--- START PAGE EXTRACT ---

ICE OF DETROIT: The city's independent newspaper, unbossed and unbought Local, national and world news from a people's perspective
MONDAYS LANSING, MI JUNE 11, 2018 →
REV. PINKNEY, HOME FROM PRISON, PEOPLE OF BENTON HARBOR VOW FIGHT BACK DURING PGA GOLF FEST
Posted on 05/31/2018 by Diane Bukowski


Police occupy the PGA, prevent march

Police murdering, molesting, and framing up Black citizens

Berrien County prosecutor Sepic has recommended that all 100 of the county’s “juvenile lifers” be re-sentenced to LWOP, violating U.S. Supreme Court decisions

Juvenile Lifers for Justice leader Efren Paredes, Jr. of Benton Harbor fights back

By Diane Bukowski

Including special video presentation by Mac Speaking (Leona McElvene)

May 30, 2018

Benton Harbor—Rev. Edward Pinkney, home from two and one half years in prison, and supporters from Chicago, New York, and Columbus, Ohio joined with the people of Benton Harbor Sat. May 26 to celebrate the Michigan Supreme Court’s reversal of Pinkney’s fraudulent conviction May 1. Standing on the steps of the Benton Harbor City Hall, they chanted “FIGHT BACK” against the corporate takeover of their city by Whirlpool, the racist police state and courts, the destruction of the city’s public education system, and the city’s 49.2 percent poverty rate.

(See Michigan Supreme Court opinion exonerating Pinkney at: http://voiceofdetroit.net/wp-content/uploads/Pinkney-supreme-court-victory.pdf.)


Many youth attended the rally May 26, an increase from numbers at earlier demonstrations.

The rally was held as hundreds of wealthy golfers and fans, 99 percent white, descended on this 86 percent Black town to watch the 77th Senior PGA Tour held at the luxurious Harbor Shores Jack Nicklaus golf course, which abuts the city’s gorgeous Lake Michigan beaches off Jean Klock Park. The park is publicly-owned land, but Whirlpool and its subsidiary Kitchen Aid have claimed it and the surrounding areas for the golf course and multi-million dollar housing development.

“OCCUPY THE PGA,” the rally theme, became “police occupy the PGA,” as squadrons of Benton Harbor and Berrien County police turned marchers back from any downtown outlet approaching the golf course. “Parking for the PGA” signs were posted everywhere as travelers entered, even in the poorest stretches of this state’s poorest city.

--- END PAGE EXTRACT ---
--- START RECORDS ---

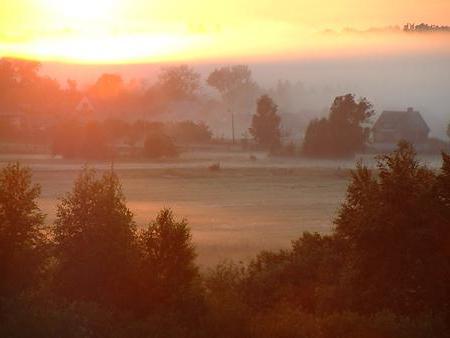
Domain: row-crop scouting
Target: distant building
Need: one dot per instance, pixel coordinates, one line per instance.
(393, 126)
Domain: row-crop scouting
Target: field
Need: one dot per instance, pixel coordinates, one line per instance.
(248, 206)
(234, 213)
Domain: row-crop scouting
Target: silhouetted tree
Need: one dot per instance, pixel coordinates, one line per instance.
(22, 246)
(396, 227)
(265, 127)
(179, 82)
(168, 275)
(343, 133)
(239, 91)
(158, 145)
(95, 244)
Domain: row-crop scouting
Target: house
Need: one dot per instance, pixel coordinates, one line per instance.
(393, 126)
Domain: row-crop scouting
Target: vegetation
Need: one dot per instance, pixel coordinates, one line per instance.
(382, 272)
(343, 133)
(102, 140)
(235, 84)
(265, 127)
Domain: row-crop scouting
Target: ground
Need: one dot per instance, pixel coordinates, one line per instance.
(253, 203)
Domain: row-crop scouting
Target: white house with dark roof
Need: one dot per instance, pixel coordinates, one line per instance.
(393, 126)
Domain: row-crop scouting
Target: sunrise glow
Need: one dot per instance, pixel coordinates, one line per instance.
(119, 31)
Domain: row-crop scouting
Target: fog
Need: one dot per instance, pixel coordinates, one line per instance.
(393, 70)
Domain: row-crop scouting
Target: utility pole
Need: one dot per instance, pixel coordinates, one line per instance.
(232, 127)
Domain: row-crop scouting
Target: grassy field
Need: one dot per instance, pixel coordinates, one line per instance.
(234, 213)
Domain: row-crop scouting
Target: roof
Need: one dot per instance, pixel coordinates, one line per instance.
(410, 120)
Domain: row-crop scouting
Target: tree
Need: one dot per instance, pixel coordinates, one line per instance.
(265, 127)
(343, 133)
(239, 91)
(179, 82)
(108, 86)
(168, 274)
(22, 245)
(95, 245)
(395, 226)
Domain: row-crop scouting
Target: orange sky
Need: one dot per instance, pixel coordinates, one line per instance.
(122, 31)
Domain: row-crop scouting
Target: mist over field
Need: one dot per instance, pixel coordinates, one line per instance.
(393, 70)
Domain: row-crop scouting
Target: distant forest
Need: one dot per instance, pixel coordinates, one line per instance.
(423, 28)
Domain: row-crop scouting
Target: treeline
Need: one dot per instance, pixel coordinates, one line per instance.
(383, 272)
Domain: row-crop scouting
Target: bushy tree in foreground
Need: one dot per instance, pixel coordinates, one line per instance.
(22, 250)
(168, 275)
(265, 127)
(95, 244)
(397, 230)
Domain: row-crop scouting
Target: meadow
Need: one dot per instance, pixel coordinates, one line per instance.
(234, 213)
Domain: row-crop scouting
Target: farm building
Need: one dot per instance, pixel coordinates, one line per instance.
(393, 126)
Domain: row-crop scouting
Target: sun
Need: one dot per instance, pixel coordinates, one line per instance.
(82, 10)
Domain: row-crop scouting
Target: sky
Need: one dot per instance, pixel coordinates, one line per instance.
(139, 31)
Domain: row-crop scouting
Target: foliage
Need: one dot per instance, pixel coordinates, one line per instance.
(265, 127)
(236, 85)
(168, 275)
(342, 134)
(94, 242)
(22, 245)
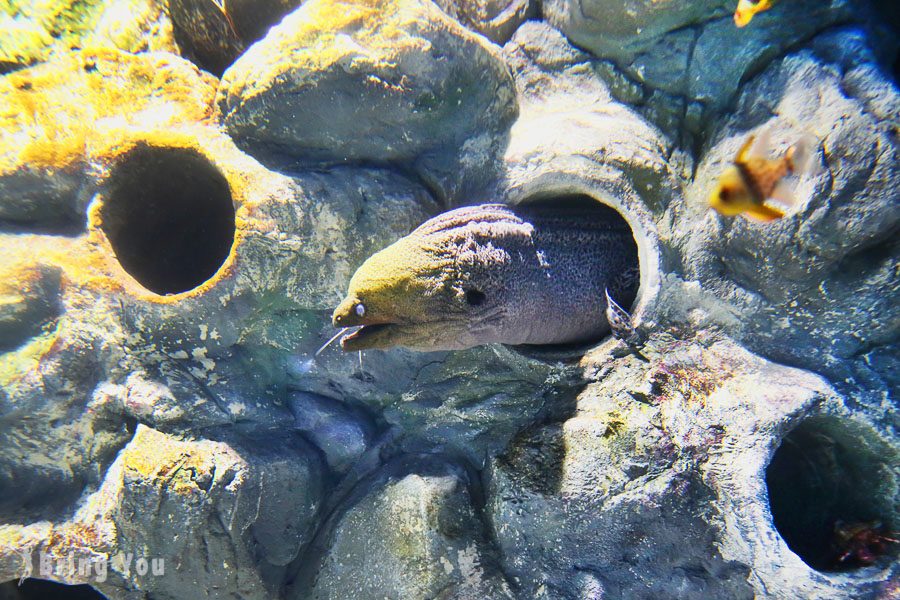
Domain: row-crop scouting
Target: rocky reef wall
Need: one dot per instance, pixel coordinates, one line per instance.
(179, 216)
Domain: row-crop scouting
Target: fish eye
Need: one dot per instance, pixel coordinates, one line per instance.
(475, 297)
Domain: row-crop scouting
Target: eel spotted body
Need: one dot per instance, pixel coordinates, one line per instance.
(494, 274)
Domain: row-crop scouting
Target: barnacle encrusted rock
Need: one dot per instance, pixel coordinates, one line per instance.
(391, 81)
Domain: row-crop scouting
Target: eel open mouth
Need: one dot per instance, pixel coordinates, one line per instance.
(362, 338)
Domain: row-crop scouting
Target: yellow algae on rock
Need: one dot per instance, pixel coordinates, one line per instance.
(54, 115)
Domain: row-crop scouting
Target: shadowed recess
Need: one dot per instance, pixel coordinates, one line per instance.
(624, 288)
(834, 488)
(41, 589)
(169, 216)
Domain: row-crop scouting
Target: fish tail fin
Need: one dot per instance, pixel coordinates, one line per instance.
(764, 213)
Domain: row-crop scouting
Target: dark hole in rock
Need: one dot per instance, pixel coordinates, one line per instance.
(41, 589)
(833, 492)
(624, 289)
(169, 216)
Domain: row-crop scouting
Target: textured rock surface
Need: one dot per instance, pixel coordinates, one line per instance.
(687, 58)
(415, 536)
(60, 113)
(816, 289)
(165, 298)
(33, 31)
(393, 81)
(494, 19)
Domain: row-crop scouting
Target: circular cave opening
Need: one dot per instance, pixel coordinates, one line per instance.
(587, 214)
(41, 589)
(169, 216)
(834, 494)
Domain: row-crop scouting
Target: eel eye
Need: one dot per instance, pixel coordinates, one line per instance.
(474, 297)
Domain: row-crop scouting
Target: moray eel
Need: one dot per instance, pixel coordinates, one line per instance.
(494, 274)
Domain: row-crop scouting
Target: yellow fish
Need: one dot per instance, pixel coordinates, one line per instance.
(746, 186)
(747, 9)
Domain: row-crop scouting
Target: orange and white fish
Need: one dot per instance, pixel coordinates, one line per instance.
(747, 9)
(754, 186)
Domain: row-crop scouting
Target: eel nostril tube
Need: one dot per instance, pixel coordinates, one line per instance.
(169, 216)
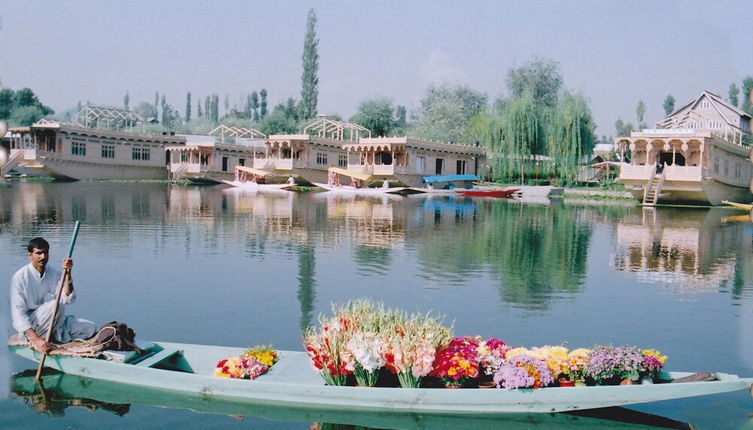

--- END RECORDS ---

- DESCRIPTION OF THE TASK -
Reproduce the stretch from "(See Michigan Supreme" through "dollar housing development." in the Benton Harbor rally article. The data has no connection to the Benton Harbor rally article.

- SOLUTION TO THE PROBLEM -
(See Michigan Supreme Court opinion exonerating Pinkney at: http://voiceofdetroit.net/wp-content/uploads/Pinkney-supreme-court-victory.pdf.)


Many youth attended the rally May 26, an increase from numbers at earlier demonstrations.

The rally was held as hundreds of wealthy golfers and fans, 99 percent white, descended on this 86 percent Black town to watch the 77th Senior PGA Tour held at the luxurious Harbor Shores Jack Nicklaus golf course, which abuts the city’s gorgeous Lake Michigan beaches off Jean Klock Park. The park is publicly-owned land, but Whirlpool and its subsidiary Kitchen Aid have claimed it and the surrounding areas for the golf course and multi-million dollar housing development.